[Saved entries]
== == ==
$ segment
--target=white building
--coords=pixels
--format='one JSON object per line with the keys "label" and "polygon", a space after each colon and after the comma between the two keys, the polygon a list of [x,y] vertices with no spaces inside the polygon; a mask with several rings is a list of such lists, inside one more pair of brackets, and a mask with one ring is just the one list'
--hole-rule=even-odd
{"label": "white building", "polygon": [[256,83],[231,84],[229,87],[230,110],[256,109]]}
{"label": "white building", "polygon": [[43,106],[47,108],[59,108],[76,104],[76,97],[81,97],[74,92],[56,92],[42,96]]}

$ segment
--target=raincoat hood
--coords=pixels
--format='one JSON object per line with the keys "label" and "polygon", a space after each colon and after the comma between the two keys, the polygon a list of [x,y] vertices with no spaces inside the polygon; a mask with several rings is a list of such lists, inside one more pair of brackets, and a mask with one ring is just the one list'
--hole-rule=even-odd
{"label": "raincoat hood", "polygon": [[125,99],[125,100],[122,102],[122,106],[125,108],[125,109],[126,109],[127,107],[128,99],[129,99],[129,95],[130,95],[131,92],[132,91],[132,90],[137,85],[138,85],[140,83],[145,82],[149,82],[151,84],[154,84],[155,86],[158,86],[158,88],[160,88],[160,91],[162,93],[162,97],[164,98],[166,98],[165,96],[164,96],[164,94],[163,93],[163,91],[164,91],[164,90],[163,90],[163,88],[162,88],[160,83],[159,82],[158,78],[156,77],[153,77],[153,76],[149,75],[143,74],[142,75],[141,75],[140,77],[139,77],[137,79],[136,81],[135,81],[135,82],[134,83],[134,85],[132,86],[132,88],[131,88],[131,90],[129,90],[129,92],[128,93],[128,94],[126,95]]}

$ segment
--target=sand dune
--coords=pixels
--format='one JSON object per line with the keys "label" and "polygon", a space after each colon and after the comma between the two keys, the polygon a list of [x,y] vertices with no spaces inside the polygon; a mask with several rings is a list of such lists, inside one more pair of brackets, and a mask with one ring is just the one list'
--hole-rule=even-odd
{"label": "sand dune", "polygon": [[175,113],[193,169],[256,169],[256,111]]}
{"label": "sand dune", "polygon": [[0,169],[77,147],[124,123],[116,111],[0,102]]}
== == ==
Prompt
Exactly as written above, please repeat the entries.

Response
$ segment
--target=white building
--coords=pixels
--format='one JSON object per line with the keys "label" and "polygon", a space after each colon and after the comma between the two keys, the polygon a list of [x,y] vertices with no spaces inside the polygon; a mask with several rings is a list of such lists, inside one more pair of brackets, and a mask with one ring is just the one list'
--hole-rule=even-odd
{"label": "white building", "polygon": [[256,83],[231,84],[229,87],[230,110],[256,109]]}
{"label": "white building", "polygon": [[43,106],[47,108],[59,108],[76,104],[76,97],[81,97],[74,92],[56,92],[42,96]]}

$ segment
--target=raincoat hood
--coords=pixels
--format='one JSON object per line with the keys "label" and "polygon", a space after each colon and after the comma between the two keys, the polygon a list of [x,y] vertices with no spaces inside the polygon; a mask with several rings is a list of such lists, inside one more pair of brackets, and a mask with one ring is just the one list'
--hole-rule=even-odd
{"label": "raincoat hood", "polygon": [[125,99],[125,100],[122,102],[122,106],[125,108],[125,109],[126,109],[127,107],[128,99],[129,99],[129,95],[130,95],[131,92],[132,91],[132,90],[137,85],[138,85],[140,83],[145,82],[149,82],[151,84],[154,84],[155,86],[158,86],[158,88],[160,88],[160,91],[162,93],[162,97],[164,98],[166,98],[165,96],[164,96],[164,94],[163,93],[163,91],[164,91],[164,90],[163,90],[163,88],[162,88],[160,83],[159,82],[158,78],[156,77],[153,77],[153,76],[149,75],[143,74],[142,75],[141,75],[140,77],[139,77],[137,79],[136,81],[135,81],[135,82],[134,83],[134,85],[132,86],[132,88],[131,88],[131,90],[129,90],[129,92],[128,93],[128,94],[126,95]]}

$ segment
--target=sand dune
--coords=pixels
--format='one JSON object per line with the keys "label" and "polygon", a space after each colon and after the comma between the two keys, the polygon a list of [x,y] vertices with no spaces inside the polygon; a mask with several rings is a list of such lists, inside one more pair of brackets, and a mask with one ring is just the one list'
--hole-rule=even-odd
{"label": "sand dune", "polygon": [[175,113],[193,169],[256,169],[256,111]]}
{"label": "sand dune", "polygon": [[0,169],[77,147],[124,123],[116,111],[0,102]]}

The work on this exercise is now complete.